# INSTRUCTIONS TO FOLLOW:
In the records below, find the line that contains "Crowdworker instructions — please locate every yellow" and the line that contains "GET /detect?query=oracle logo"; write out exactly those two lines and everything between them, without the pictures.

# RECORD EXCERPTS:
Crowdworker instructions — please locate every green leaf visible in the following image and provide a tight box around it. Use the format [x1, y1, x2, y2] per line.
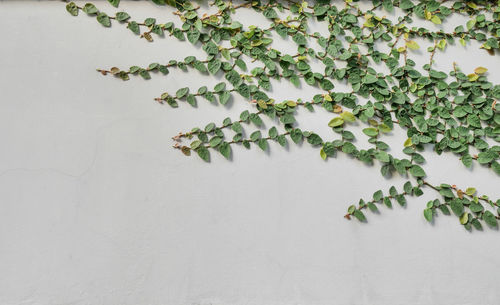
[214, 82, 226, 92]
[439, 188, 454, 198]
[187, 29, 200, 44]
[375, 151, 390, 163]
[190, 140, 202, 150]
[193, 61, 207, 73]
[83, 3, 99, 14]
[477, 151, 495, 164]
[235, 59, 247, 71]
[353, 210, 366, 222]
[373, 190, 383, 201]
[292, 33, 307, 46]
[268, 127, 278, 139]
[127, 21, 140, 35]
[250, 131, 261, 142]
[439, 205, 450, 215]
[66, 2, 79, 16]
[382, 0, 393, 12]
[423, 208, 433, 222]
[307, 133, 323, 146]
[204, 122, 215, 133]
[383, 197, 392, 208]
[314, 5, 328, 16]
[184, 11, 197, 20]
[290, 129, 303, 143]
[207, 59, 221, 75]
[471, 219, 482, 230]
[97, 12, 111, 27]
[450, 199, 464, 216]
[209, 136, 222, 148]
[186, 94, 196, 107]
[225, 70, 241, 87]
[139, 70, 151, 80]
[280, 113, 295, 125]
[144, 18, 156, 27]
[395, 195, 406, 206]
[250, 113, 263, 126]
[115, 12, 130, 21]
[483, 211, 498, 227]
[219, 91, 231, 105]
[368, 202, 378, 212]
[362, 74, 378, 84]
[462, 154, 472, 168]
[263, 8, 278, 19]
[429, 70, 447, 79]
[320, 79, 334, 91]
[470, 203, 483, 213]
[258, 138, 268, 151]
[400, 0, 414, 10]
[219, 142, 231, 159]
[203, 41, 219, 55]
[362, 128, 378, 137]
[197, 146, 210, 162]
[409, 165, 426, 177]
[403, 181, 412, 194]
[176, 87, 189, 99]
[108, 0, 120, 7]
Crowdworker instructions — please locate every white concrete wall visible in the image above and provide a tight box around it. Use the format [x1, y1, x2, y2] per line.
[0, 1, 499, 305]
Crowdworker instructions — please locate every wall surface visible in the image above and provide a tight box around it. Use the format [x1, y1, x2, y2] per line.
[0, 1, 499, 305]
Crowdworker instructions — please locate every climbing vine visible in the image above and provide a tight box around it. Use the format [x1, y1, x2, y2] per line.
[65, 0, 500, 230]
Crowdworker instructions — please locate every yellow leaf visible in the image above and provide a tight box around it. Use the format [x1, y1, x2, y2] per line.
[324, 94, 332, 101]
[404, 138, 412, 147]
[437, 39, 446, 50]
[328, 117, 344, 127]
[257, 100, 267, 109]
[110, 67, 120, 75]
[320, 148, 327, 160]
[474, 67, 487, 74]
[379, 123, 392, 133]
[364, 20, 375, 27]
[466, 2, 477, 8]
[406, 40, 420, 50]
[459, 212, 469, 225]
[340, 111, 356, 122]
[143, 32, 153, 42]
[468, 73, 479, 82]
[431, 15, 441, 25]
[333, 105, 342, 113]
[425, 10, 432, 20]
[286, 100, 297, 107]
[465, 187, 476, 196]
[364, 14, 374, 27]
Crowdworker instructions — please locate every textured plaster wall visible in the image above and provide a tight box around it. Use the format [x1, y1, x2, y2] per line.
[0, 1, 499, 305]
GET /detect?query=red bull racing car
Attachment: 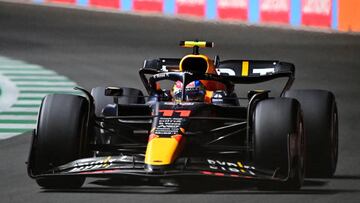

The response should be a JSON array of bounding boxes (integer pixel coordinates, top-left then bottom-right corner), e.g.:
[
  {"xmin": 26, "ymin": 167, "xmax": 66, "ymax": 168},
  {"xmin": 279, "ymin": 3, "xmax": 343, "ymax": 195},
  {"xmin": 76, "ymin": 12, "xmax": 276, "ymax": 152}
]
[{"xmin": 27, "ymin": 41, "xmax": 338, "ymax": 190}]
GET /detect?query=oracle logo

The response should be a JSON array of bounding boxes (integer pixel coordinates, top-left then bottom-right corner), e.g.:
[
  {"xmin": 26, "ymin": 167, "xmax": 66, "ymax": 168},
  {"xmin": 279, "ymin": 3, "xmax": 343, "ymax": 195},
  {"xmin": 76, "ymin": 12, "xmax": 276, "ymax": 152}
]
[
  {"xmin": 176, "ymin": 0, "xmax": 205, "ymax": 6},
  {"xmin": 216, "ymin": 68, "xmax": 236, "ymax": 76},
  {"xmin": 260, "ymin": 0, "xmax": 289, "ymax": 12},
  {"xmin": 302, "ymin": 0, "xmax": 331, "ymax": 15},
  {"xmin": 218, "ymin": 0, "xmax": 247, "ymax": 9}
]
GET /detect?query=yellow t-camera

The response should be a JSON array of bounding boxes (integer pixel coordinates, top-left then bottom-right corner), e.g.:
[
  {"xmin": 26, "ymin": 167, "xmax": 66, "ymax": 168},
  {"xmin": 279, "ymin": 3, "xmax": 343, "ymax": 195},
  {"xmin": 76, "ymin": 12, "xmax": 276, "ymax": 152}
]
[{"xmin": 179, "ymin": 40, "xmax": 214, "ymax": 55}]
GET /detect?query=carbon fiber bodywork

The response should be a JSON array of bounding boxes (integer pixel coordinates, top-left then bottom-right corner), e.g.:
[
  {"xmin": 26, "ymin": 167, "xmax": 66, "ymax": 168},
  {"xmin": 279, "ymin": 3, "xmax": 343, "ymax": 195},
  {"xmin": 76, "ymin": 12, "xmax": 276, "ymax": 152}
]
[{"xmin": 27, "ymin": 57, "xmax": 301, "ymax": 186}]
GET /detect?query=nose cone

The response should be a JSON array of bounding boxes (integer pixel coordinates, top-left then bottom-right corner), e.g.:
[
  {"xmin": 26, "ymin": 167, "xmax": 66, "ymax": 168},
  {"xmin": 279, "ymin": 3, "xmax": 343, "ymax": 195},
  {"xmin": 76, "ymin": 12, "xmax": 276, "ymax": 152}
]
[{"xmin": 145, "ymin": 135, "xmax": 183, "ymax": 166}]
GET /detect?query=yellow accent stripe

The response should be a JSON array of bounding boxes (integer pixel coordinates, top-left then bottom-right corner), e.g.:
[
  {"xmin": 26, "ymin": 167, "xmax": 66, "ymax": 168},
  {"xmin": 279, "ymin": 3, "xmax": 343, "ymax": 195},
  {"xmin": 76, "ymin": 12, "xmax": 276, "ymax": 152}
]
[
  {"xmin": 241, "ymin": 61, "xmax": 249, "ymax": 76},
  {"xmin": 237, "ymin": 161, "xmax": 246, "ymax": 173},
  {"xmin": 103, "ymin": 156, "xmax": 112, "ymax": 168},
  {"xmin": 180, "ymin": 128, "xmax": 185, "ymax": 134},
  {"xmin": 183, "ymin": 41, "xmax": 207, "ymax": 48}
]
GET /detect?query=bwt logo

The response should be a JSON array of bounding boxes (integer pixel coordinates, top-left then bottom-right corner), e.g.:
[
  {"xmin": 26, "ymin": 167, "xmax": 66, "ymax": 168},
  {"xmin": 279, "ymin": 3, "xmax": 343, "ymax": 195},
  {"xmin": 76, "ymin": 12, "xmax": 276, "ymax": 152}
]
[
  {"xmin": 302, "ymin": 0, "xmax": 331, "ymax": 15},
  {"xmin": 260, "ymin": 0, "xmax": 290, "ymax": 12},
  {"xmin": 176, "ymin": 0, "xmax": 205, "ymax": 6},
  {"xmin": 218, "ymin": 0, "xmax": 248, "ymax": 9}
]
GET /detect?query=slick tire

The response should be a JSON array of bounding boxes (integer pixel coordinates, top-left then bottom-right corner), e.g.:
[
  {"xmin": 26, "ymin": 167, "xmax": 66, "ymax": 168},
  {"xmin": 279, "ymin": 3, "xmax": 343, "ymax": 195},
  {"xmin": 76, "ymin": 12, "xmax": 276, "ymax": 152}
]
[
  {"xmin": 33, "ymin": 94, "xmax": 89, "ymax": 189},
  {"xmin": 91, "ymin": 87, "xmax": 145, "ymax": 117},
  {"xmin": 254, "ymin": 98, "xmax": 305, "ymax": 190},
  {"xmin": 284, "ymin": 89, "xmax": 338, "ymax": 178}
]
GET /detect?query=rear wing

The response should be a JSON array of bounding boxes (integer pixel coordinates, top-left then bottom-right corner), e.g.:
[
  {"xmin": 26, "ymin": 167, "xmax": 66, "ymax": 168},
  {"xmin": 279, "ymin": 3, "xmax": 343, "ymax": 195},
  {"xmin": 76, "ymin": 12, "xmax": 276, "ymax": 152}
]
[
  {"xmin": 140, "ymin": 58, "xmax": 295, "ymax": 95},
  {"xmin": 217, "ymin": 60, "xmax": 295, "ymax": 83},
  {"xmin": 142, "ymin": 58, "xmax": 181, "ymax": 72}
]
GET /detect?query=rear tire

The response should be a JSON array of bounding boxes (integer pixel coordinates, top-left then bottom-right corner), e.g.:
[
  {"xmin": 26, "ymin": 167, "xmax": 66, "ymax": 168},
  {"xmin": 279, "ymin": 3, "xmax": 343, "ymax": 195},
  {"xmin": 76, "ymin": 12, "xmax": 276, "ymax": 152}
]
[
  {"xmin": 32, "ymin": 94, "xmax": 89, "ymax": 189},
  {"xmin": 254, "ymin": 98, "xmax": 305, "ymax": 190},
  {"xmin": 284, "ymin": 89, "xmax": 338, "ymax": 178}
]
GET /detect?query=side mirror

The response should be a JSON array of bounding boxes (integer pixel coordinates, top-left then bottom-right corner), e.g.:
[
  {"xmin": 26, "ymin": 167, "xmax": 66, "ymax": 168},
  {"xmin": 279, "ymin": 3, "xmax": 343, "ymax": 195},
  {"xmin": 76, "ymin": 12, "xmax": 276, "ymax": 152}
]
[{"xmin": 105, "ymin": 87, "xmax": 123, "ymax": 96}]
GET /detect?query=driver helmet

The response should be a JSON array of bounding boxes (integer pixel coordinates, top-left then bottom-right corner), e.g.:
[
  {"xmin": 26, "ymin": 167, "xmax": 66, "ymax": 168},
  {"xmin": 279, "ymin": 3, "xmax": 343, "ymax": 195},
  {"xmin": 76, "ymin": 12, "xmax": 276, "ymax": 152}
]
[{"xmin": 172, "ymin": 80, "xmax": 206, "ymax": 102}]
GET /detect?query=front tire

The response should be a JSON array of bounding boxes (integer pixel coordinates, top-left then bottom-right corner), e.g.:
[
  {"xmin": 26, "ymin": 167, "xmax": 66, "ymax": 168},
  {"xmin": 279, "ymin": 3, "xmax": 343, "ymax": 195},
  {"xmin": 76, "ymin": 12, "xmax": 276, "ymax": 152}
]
[
  {"xmin": 253, "ymin": 98, "xmax": 305, "ymax": 190},
  {"xmin": 32, "ymin": 94, "xmax": 89, "ymax": 189}
]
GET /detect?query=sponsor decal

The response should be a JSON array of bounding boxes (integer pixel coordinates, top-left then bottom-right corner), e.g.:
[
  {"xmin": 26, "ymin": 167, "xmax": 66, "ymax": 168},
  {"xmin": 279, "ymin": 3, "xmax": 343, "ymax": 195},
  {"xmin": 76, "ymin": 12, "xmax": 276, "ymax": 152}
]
[
  {"xmin": 176, "ymin": 0, "xmax": 205, "ymax": 6},
  {"xmin": 216, "ymin": 68, "xmax": 236, "ymax": 76},
  {"xmin": 48, "ymin": 0, "xmax": 76, "ymax": 3},
  {"xmin": 153, "ymin": 72, "xmax": 170, "ymax": 79},
  {"xmin": 69, "ymin": 156, "xmax": 114, "ymax": 172},
  {"xmin": 252, "ymin": 68, "xmax": 275, "ymax": 76},
  {"xmin": 217, "ymin": 0, "xmax": 248, "ymax": 21},
  {"xmin": 159, "ymin": 109, "xmax": 191, "ymax": 117},
  {"xmin": 163, "ymin": 102, "xmax": 176, "ymax": 105},
  {"xmin": 155, "ymin": 117, "xmax": 183, "ymax": 135},
  {"xmin": 154, "ymin": 117, "xmax": 183, "ymax": 135},
  {"xmin": 80, "ymin": 169, "xmax": 120, "ymax": 174},
  {"xmin": 175, "ymin": 80, "xmax": 182, "ymax": 88},
  {"xmin": 260, "ymin": 0, "xmax": 290, "ymax": 24},
  {"xmin": 180, "ymin": 102, "xmax": 195, "ymax": 106},
  {"xmin": 162, "ymin": 102, "xmax": 195, "ymax": 106},
  {"xmin": 68, "ymin": 156, "xmax": 136, "ymax": 173},
  {"xmin": 133, "ymin": 0, "xmax": 163, "ymax": 13},
  {"xmin": 200, "ymin": 170, "xmax": 254, "ymax": 178},
  {"xmin": 301, "ymin": 0, "xmax": 332, "ymax": 28},
  {"xmin": 302, "ymin": 0, "xmax": 332, "ymax": 15},
  {"xmin": 89, "ymin": 0, "xmax": 120, "ymax": 9},
  {"xmin": 207, "ymin": 159, "xmax": 256, "ymax": 175},
  {"xmin": 176, "ymin": 0, "xmax": 206, "ymax": 17},
  {"xmin": 155, "ymin": 110, "xmax": 190, "ymax": 135}
]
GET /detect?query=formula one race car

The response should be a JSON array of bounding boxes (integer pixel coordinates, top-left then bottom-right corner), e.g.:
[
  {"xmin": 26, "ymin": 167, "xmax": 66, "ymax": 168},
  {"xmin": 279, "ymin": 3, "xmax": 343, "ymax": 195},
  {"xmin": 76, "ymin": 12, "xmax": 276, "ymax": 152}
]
[{"xmin": 27, "ymin": 41, "xmax": 338, "ymax": 190}]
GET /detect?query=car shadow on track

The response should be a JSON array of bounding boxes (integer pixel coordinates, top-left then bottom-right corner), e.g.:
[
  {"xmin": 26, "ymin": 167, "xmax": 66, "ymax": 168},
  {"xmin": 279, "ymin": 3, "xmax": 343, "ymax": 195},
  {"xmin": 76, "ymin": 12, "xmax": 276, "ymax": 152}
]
[
  {"xmin": 332, "ymin": 175, "xmax": 360, "ymax": 180},
  {"xmin": 41, "ymin": 177, "xmax": 360, "ymax": 195}
]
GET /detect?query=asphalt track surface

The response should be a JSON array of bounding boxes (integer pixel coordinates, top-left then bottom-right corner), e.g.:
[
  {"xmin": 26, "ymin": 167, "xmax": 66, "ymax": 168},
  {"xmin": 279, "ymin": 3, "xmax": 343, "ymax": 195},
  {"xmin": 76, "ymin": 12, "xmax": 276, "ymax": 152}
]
[{"xmin": 1, "ymin": 2, "xmax": 360, "ymax": 202}]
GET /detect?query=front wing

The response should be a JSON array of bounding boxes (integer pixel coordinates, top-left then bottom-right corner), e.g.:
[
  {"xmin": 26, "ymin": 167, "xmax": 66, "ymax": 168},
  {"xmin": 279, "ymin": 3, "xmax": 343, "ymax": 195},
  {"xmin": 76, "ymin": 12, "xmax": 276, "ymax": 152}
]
[{"xmin": 28, "ymin": 155, "xmax": 289, "ymax": 182}]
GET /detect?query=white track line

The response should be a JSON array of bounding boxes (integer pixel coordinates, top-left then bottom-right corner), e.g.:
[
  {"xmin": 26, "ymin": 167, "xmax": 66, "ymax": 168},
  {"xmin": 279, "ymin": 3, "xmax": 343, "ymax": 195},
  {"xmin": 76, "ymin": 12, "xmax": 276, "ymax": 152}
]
[
  {"xmin": 0, "ymin": 74, "xmax": 19, "ymax": 112},
  {"xmin": 14, "ymin": 81, "xmax": 77, "ymax": 86},
  {"xmin": 0, "ymin": 133, "xmax": 25, "ymax": 140},
  {"xmin": 4, "ymin": 107, "xmax": 40, "ymax": 112},
  {"xmin": 19, "ymin": 93, "xmax": 78, "ymax": 98},
  {"xmin": 0, "ymin": 115, "xmax": 38, "ymax": 120},
  {"xmin": 18, "ymin": 87, "xmax": 76, "ymax": 91},
  {"xmin": 15, "ymin": 100, "xmax": 42, "ymax": 105},
  {"xmin": 6, "ymin": 75, "xmax": 68, "ymax": 80},
  {"xmin": 0, "ymin": 56, "xmax": 80, "ymax": 140},
  {"xmin": 0, "ymin": 70, "xmax": 57, "ymax": 74},
  {"xmin": 0, "ymin": 65, "xmax": 43, "ymax": 69},
  {"xmin": 0, "ymin": 123, "xmax": 36, "ymax": 129}
]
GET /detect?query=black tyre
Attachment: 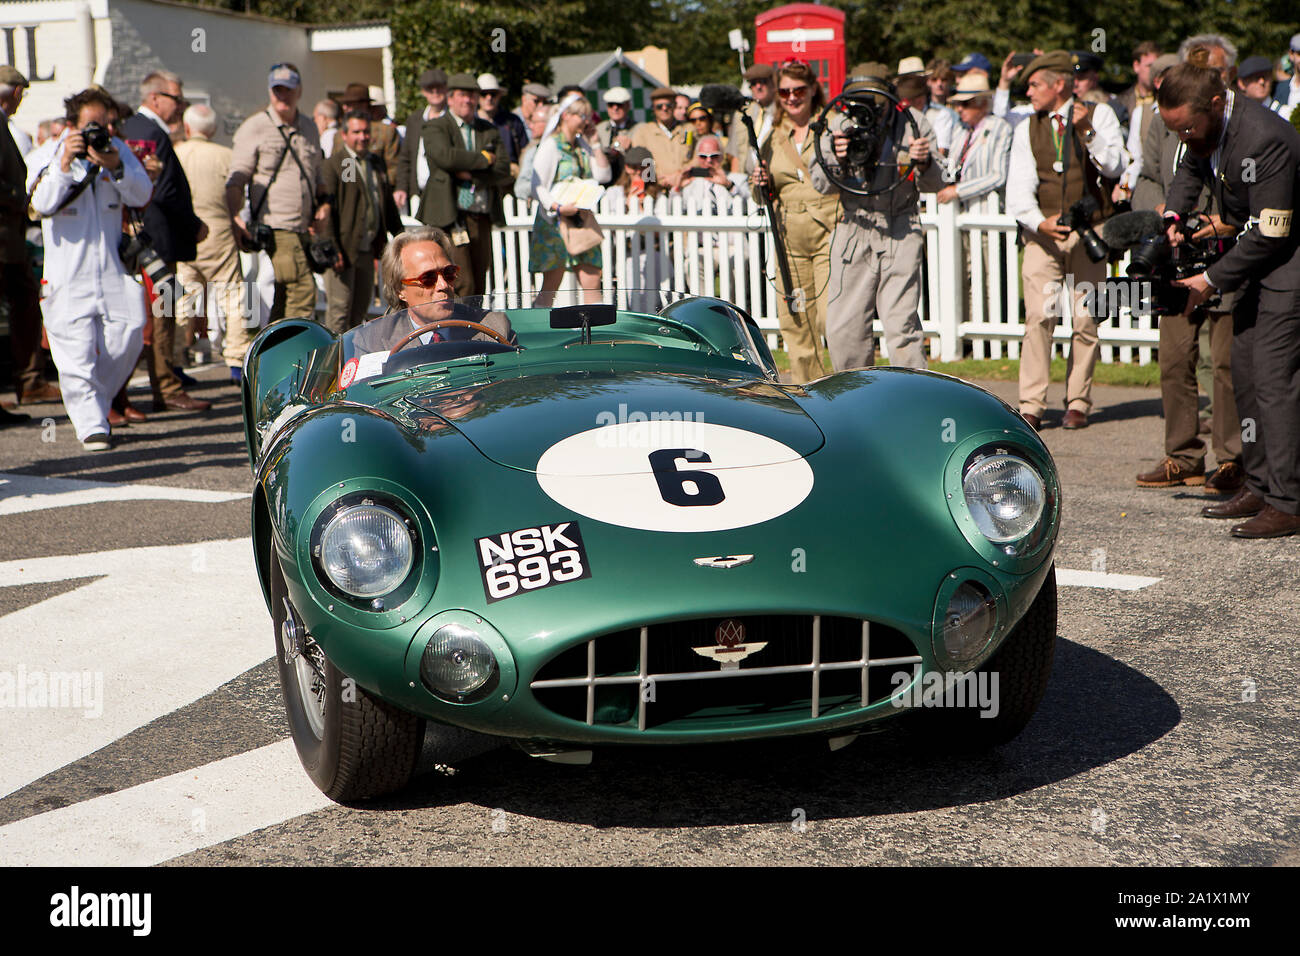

# EXERCISE OUTPUT:
Crowdworker instructions — please locate every yellow leaf visible in the image above and provide a tight box around it. Use the format [x1, y1, x2, y2] per line.
[324, 94, 332, 101]
[404, 138, 412, 147]
[437, 39, 446, 50]
[328, 117, 344, 127]
[257, 100, 267, 109]
[110, 67, 120, 75]
[320, 148, 327, 160]
[474, 67, 487, 74]
[379, 123, 392, 133]
[364, 20, 375, 27]
[466, 2, 477, 8]
[406, 40, 420, 50]
[459, 212, 469, 225]
[340, 111, 356, 122]
[143, 32, 153, 42]
[468, 73, 479, 82]
[431, 15, 441, 25]
[333, 105, 342, 113]
[425, 10, 432, 20]
[286, 100, 297, 107]
[465, 187, 476, 196]
[364, 14, 374, 27]
Crowdworker instructions — please locate every textured plaster wall visible in the image above and provide a tight box around it. Use the format [x1, y1, x2, y2] per line.
[0, 1, 499, 305]
GET /detect?query=red bull racing car
Attachment: 

The response should be a JSON array of bounding boxes (integer pixel coordinates, top-left then bottom-right corner), e.g.:
[
  {"xmin": 26, "ymin": 167, "xmax": 66, "ymax": 168},
  {"xmin": 279, "ymin": 3, "xmax": 343, "ymax": 195},
  {"xmin": 76, "ymin": 12, "xmax": 276, "ymax": 152}
]
[{"xmin": 27, "ymin": 41, "xmax": 338, "ymax": 190}]
GET /detect?query=oracle logo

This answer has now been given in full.